> Exercise: From the items below, collect every line that contains the word "BATCH", matching case exactly.

> Stored data:
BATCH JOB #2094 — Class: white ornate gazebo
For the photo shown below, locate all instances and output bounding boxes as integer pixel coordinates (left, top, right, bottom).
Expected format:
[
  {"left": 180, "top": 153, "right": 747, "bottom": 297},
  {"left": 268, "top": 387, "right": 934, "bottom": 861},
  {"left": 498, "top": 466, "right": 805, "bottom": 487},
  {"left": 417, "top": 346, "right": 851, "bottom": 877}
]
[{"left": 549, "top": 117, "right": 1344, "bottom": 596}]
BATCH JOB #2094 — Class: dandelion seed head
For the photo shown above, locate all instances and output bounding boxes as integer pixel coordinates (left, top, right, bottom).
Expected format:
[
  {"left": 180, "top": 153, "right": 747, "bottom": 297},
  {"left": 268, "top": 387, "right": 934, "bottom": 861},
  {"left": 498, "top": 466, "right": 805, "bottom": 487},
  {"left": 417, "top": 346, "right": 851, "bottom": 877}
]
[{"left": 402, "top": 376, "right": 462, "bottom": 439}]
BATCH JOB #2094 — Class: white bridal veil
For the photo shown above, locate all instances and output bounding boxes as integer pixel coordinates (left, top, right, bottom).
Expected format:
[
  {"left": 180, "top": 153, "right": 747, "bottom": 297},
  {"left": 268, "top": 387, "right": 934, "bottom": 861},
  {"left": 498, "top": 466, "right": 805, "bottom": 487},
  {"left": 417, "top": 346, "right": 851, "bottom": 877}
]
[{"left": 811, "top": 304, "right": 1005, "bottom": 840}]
--
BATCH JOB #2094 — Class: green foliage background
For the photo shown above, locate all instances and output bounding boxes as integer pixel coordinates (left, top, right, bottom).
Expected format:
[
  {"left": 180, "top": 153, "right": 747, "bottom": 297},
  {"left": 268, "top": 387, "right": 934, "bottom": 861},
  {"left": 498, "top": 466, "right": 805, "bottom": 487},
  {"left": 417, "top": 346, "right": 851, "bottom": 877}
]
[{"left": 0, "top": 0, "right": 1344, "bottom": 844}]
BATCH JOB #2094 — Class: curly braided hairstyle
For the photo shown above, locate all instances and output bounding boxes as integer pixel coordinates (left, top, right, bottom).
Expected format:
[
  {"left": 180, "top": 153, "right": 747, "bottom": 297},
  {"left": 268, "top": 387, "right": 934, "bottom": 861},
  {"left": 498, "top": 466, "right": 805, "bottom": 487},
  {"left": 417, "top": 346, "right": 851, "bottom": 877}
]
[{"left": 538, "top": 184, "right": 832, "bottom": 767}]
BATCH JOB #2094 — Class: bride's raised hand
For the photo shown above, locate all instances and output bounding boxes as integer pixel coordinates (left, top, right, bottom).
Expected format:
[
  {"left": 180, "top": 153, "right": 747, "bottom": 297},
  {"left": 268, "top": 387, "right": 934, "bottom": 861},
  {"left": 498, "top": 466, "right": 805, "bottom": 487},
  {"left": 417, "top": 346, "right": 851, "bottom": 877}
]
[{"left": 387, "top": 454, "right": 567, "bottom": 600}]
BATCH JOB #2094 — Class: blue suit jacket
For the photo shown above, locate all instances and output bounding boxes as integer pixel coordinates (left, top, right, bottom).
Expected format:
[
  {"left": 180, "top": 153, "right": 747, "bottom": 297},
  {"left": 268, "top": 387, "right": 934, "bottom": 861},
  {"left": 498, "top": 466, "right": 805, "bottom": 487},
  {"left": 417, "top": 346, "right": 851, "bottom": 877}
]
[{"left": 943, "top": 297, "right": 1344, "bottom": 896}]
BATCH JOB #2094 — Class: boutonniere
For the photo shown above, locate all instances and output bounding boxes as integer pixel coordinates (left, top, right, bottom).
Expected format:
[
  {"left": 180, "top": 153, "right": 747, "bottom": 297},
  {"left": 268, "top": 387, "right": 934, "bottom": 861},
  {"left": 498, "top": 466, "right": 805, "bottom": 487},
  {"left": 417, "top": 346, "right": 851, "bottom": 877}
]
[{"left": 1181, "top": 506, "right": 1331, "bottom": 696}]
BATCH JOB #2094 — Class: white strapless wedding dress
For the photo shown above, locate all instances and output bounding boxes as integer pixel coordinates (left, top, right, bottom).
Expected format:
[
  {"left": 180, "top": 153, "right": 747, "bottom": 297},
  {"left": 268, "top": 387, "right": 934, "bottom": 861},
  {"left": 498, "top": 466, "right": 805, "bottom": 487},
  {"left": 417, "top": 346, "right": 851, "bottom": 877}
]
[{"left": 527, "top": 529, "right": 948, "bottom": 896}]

> Solution to this problem:
BATCH JOB #2094 — Class: white ornate gazebo
BATCH JOB #2094 — Class: dandelion seed head
BATCH JOB #2094 — Class: white bridal veil
BATCH JOB #2094 — Class: green foliage background
BATCH JOB #2094 — Class: curly braided hairstyle
BATCH JOB #2094 — Class: bride's raised hand
BATCH JOB #2094 — Class: blue suit jacket
BATCH JOB #2094 — Class: boutonniere
BATCH JOB #2094 — Class: white strapless wedding dress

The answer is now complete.